◆ Text shown
<<<<
PART A – THE COMPANY (8 x 1 = 8 marks)
Question 1
Describe the company’s principal operating activities.
Question 2
Directors of a company will often own shares in the company as well. Name the chairman of Blackmores’ board of directors and identify the number of shares the chairman held in the company at the end of their 2011 financial year (financial year ends June 30, 2011).
Question 3
The annual report contains a number of reports with only some of these being ‘financial reports’. Name all of the financial reports in Blackmores’ 2011 annual report.
Question 4
Using the 2011 Annual Report, identify the number of the note that deals with Significant Accounting Policies and identify the method of depreciation the company uses to depreciate property, plant and equipment. What is the underlying assumption of this method in relation to the usefulness of property, plant and equipment?
>>>>
◆ Record extracts
<<<<
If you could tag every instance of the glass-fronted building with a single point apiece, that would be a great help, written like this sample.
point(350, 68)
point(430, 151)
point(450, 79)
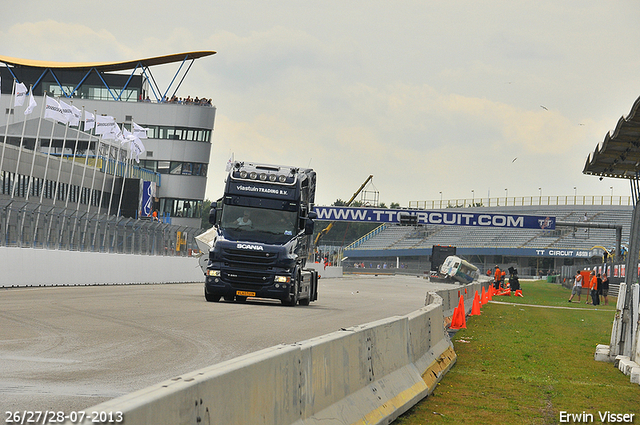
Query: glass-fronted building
point(177, 146)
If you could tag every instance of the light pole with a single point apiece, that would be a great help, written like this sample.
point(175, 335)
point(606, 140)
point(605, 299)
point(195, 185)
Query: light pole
point(611, 187)
point(540, 194)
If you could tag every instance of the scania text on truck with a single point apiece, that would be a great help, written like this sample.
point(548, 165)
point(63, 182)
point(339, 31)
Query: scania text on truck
point(262, 235)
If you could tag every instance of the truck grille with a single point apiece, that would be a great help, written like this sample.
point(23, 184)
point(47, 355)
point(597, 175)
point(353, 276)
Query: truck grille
point(248, 269)
point(245, 259)
point(245, 279)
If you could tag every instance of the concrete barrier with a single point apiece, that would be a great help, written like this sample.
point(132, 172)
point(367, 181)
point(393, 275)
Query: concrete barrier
point(368, 374)
point(326, 272)
point(43, 267)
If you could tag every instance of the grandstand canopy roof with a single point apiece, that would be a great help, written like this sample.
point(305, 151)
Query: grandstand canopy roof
point(107, 66)
point(619, 154)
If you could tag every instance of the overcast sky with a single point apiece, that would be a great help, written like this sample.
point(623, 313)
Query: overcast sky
point(459, 97)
>>>>
◆ Exercise brief
According to the Part A text, on what date does Blackmores' 2011 financial year end? The items have no connection to the Part A text.

◆ Answer to this problem
June 30, 2011